(Dataset records on where objects appear)
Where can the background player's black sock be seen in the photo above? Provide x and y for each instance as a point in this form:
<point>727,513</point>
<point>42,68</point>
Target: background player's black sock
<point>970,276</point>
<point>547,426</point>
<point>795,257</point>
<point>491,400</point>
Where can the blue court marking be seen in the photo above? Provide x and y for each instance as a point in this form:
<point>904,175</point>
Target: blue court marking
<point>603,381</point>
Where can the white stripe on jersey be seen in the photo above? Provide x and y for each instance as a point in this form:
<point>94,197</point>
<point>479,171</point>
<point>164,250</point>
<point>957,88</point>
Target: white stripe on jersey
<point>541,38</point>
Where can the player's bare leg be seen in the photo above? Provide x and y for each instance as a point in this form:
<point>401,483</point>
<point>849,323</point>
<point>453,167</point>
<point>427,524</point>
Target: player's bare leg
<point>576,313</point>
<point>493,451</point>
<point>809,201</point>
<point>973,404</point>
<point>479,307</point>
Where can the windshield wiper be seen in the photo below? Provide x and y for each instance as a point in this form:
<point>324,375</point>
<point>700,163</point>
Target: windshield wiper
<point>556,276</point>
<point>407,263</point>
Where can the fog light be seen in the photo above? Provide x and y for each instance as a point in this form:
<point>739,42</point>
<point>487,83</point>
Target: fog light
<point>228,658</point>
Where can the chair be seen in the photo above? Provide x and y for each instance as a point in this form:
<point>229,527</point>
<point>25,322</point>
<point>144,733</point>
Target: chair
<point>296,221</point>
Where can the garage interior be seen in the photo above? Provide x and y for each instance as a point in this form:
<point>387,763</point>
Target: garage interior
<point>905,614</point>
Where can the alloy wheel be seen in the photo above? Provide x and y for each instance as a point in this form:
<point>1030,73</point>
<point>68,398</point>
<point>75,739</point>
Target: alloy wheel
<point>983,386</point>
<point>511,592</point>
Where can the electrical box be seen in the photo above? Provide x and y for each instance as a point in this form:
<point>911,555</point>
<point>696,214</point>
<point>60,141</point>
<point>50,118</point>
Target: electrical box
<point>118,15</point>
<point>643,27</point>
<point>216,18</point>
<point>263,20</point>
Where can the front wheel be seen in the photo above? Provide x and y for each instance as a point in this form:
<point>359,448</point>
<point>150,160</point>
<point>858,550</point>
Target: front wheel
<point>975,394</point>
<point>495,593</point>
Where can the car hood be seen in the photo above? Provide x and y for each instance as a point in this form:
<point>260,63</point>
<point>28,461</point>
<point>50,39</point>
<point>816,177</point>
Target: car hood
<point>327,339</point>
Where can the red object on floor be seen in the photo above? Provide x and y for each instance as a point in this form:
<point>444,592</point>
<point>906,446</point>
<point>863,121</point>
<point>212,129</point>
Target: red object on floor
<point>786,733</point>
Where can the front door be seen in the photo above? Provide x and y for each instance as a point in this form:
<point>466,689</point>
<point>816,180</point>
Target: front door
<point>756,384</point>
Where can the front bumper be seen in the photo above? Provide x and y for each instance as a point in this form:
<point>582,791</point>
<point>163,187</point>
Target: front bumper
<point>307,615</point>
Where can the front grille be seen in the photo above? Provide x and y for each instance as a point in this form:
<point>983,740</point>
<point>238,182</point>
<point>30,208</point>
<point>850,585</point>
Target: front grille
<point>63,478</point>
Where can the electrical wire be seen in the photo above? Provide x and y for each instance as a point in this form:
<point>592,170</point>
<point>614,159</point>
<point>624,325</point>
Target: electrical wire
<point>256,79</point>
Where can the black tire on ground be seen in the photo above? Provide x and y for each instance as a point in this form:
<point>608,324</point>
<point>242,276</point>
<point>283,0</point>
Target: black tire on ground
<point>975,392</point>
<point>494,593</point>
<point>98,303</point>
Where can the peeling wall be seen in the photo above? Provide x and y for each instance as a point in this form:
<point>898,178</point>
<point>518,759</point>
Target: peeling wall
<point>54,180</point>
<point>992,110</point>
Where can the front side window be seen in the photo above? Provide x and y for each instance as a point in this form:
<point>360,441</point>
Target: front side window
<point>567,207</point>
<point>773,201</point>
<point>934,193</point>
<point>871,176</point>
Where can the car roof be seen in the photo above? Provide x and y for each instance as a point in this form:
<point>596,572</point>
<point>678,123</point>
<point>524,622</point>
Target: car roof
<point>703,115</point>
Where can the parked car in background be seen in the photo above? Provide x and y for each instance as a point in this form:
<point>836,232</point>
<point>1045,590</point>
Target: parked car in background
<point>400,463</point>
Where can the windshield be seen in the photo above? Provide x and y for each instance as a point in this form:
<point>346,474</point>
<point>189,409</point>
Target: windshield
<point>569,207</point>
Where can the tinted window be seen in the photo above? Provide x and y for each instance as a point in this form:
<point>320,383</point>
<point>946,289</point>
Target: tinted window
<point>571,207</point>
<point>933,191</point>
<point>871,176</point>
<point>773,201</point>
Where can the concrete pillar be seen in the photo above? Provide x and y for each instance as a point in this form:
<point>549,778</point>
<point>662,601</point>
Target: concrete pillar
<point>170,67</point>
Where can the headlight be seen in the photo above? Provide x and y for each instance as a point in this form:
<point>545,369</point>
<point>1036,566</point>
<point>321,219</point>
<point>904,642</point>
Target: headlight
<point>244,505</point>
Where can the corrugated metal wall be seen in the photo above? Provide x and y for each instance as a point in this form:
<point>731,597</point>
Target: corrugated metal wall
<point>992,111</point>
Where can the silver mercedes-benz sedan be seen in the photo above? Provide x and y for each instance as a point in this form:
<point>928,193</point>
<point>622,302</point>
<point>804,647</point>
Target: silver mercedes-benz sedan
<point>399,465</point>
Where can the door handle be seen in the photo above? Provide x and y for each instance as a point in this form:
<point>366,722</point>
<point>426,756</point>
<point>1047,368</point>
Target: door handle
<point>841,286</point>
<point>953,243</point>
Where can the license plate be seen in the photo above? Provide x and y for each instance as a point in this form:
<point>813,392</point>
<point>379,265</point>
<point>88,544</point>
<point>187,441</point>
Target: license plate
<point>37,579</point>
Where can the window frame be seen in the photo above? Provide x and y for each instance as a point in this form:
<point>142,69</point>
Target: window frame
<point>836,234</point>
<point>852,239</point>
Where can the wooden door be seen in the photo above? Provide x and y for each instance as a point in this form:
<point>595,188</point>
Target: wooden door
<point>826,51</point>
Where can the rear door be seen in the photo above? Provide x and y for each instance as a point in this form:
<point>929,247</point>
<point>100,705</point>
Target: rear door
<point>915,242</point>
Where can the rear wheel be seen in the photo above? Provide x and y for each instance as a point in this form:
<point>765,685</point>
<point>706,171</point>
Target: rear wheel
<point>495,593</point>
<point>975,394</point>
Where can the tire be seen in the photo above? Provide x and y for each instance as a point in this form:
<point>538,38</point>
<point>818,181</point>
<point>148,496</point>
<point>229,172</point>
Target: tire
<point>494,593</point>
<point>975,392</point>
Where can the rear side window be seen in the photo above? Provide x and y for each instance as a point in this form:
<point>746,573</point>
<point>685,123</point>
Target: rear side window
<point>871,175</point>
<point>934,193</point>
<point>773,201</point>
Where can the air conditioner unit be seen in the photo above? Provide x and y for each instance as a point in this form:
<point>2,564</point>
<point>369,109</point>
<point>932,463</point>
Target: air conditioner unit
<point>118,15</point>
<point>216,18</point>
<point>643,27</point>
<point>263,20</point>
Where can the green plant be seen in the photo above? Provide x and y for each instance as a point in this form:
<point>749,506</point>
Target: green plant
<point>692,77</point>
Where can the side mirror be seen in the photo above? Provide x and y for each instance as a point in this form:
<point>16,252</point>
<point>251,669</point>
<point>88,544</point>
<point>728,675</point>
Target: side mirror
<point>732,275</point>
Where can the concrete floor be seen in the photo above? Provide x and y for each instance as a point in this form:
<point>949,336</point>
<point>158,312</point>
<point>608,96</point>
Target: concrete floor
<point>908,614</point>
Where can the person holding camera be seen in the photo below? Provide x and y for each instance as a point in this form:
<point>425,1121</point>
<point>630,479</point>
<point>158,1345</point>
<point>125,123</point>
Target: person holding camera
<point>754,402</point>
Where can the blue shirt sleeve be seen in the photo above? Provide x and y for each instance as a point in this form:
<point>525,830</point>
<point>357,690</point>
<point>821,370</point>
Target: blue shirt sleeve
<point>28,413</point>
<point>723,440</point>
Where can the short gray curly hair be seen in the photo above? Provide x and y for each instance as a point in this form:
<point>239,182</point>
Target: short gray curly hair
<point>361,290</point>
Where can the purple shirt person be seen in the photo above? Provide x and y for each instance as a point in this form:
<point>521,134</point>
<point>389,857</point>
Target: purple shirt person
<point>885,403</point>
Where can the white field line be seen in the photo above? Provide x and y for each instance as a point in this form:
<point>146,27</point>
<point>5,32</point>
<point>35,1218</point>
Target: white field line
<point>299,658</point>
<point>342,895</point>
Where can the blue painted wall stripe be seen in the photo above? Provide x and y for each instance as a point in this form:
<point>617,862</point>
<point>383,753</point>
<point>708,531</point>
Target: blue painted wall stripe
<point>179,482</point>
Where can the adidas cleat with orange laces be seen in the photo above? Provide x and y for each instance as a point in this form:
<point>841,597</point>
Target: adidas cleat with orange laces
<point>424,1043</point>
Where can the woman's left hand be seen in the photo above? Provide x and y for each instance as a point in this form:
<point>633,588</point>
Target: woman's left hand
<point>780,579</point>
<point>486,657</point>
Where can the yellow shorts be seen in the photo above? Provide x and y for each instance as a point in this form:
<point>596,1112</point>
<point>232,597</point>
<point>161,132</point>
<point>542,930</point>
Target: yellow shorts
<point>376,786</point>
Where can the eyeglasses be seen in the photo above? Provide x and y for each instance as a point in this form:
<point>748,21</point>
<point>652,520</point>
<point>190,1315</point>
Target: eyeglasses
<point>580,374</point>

■ **To be done**:
Rescale the records starting at the line that contains "Where can the door" and ending after the line that contains "<point>37,579</point>", and output those lines in full, requests included. Multiply every answer coordinate by 0.45 and round to the nearest whole number, rounding halves up. Leave the sample points inside the requests unchanged.

■ **Result for this task**:
Where can the door handle be seen in the photo above? Provide x and y for each instance as a point in this form:
<point>366,722</point>
<point>426,756</point>
<point>1047,368</point>
Target: door handle
<point>378,129</point>
<point>429,109</point>
Where can the license plate be seen in the photo above? Provide x and y for each instance as a point in this form:
<point>813,392</point>
<point>379,265</point>
<point>88,544</point>
<point>187,441</point>
Target: license plate
<point>17,261</point>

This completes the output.